• [Directive]: Write out again the part that opens with the line containing "Where can you see the pointed" and closes with the line containing "<point>285,236</point>", changing "instance" to "occurrence" wherever it appears there and keeping everything else the same.

• [Given records]:
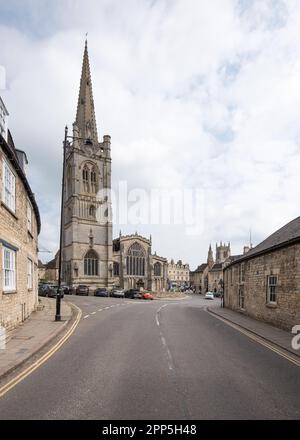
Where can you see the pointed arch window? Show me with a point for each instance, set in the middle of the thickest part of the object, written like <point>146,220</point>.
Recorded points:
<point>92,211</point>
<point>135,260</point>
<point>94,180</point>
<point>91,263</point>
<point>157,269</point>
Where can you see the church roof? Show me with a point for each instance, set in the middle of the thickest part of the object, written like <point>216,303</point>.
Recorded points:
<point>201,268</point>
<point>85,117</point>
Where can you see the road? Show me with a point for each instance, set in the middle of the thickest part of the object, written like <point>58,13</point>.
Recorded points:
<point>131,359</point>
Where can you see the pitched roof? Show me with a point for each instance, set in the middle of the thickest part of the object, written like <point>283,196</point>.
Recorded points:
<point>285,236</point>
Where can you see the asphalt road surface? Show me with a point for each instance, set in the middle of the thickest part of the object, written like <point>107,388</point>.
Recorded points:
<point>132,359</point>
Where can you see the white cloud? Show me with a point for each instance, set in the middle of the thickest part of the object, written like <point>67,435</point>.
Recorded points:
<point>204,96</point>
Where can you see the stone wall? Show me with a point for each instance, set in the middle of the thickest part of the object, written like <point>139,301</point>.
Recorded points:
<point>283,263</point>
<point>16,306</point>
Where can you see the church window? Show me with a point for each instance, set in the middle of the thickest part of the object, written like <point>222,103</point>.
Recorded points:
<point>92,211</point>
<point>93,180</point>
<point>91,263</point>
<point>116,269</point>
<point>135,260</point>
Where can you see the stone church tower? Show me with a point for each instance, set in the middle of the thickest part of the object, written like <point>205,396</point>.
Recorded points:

---

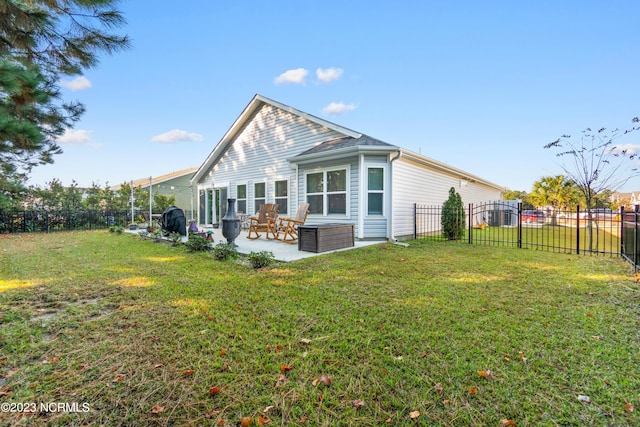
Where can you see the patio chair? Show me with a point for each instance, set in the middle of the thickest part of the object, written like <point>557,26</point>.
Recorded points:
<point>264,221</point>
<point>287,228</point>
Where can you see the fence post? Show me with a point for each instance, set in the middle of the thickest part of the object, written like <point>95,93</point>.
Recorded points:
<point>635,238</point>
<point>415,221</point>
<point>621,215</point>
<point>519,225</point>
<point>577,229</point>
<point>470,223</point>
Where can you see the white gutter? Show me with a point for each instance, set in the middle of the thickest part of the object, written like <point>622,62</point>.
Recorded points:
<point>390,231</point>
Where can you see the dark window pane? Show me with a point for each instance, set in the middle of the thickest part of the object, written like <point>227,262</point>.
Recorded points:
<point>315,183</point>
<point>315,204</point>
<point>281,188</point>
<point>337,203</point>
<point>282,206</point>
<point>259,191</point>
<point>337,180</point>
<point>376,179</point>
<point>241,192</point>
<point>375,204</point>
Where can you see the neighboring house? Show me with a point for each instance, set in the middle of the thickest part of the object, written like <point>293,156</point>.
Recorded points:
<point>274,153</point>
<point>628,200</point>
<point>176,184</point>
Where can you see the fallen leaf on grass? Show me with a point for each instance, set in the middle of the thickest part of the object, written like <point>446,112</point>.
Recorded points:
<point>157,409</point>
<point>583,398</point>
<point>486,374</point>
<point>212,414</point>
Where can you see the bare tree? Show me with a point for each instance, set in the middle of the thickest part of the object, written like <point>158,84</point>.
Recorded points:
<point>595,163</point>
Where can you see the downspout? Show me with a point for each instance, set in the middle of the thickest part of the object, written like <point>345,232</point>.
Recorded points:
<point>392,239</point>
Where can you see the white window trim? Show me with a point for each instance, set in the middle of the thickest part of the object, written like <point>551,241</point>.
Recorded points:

• [Solution to this task]:
Where can you see the pointed arch window? Show me with a point for each occurrence, set in the middle of the thickest part of the object, written like <point>146,220</point>.
Recorded points:
<point>92,211</point>
<point>135,260</point>
<point>94,180</point>
<point>91,263</point>
<point>157,269</point>
Where can you see the church roof? Show me with a point for each occurrence, set in the middle of the thickest part of the object, written like <point>216,303</point>.
Recorded points:
<point>201,268</point>
<point>85,117</point>
Where can you see the road? Show me with a point for each occurrence, set in the middle of the thickest part of the object, written like <point>58,13</point>.
Recorded points:
<point>131,359</point>
Where can you see the pitched roof? Show me with a point for each occurrence, set in the middle of the thickest part of the object, written like <point>283,196</point>.
Recorded points:
<point>285,236</point>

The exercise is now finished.